TASK DIRECTIONS: Turn the lines of the items below into a Markdown table with the columns Row and Line, numbering each line and skipping blank lines. Leave the pictures out of the table.

Dataset records
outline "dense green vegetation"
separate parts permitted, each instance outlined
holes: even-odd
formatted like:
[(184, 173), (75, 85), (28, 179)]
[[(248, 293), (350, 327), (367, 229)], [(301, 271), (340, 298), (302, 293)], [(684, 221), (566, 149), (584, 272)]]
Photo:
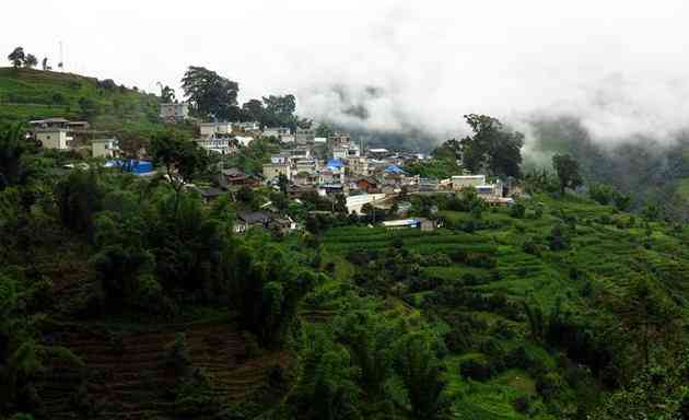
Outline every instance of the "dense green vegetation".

RESPONSE:
| Row | Line |
|---|---|
| 1 | outline "dense green vegetation" |
| 2 | separate parts permitted, each instance outlined |
| 3 | holes: even-odd |
| 4 | formatted like: |
| 5 | [(184, 173), (75, 85), (28, 179)] |
| 6 | [[(248, 293), (350, 327), (367, 229)], [(301, 271), (340, 298), (302, 293)], [(684, 221), (566, 149), (584, 272)]] |
| 7 | Photo: |
| 8 | Outline every instance of the "dense green vegetation". |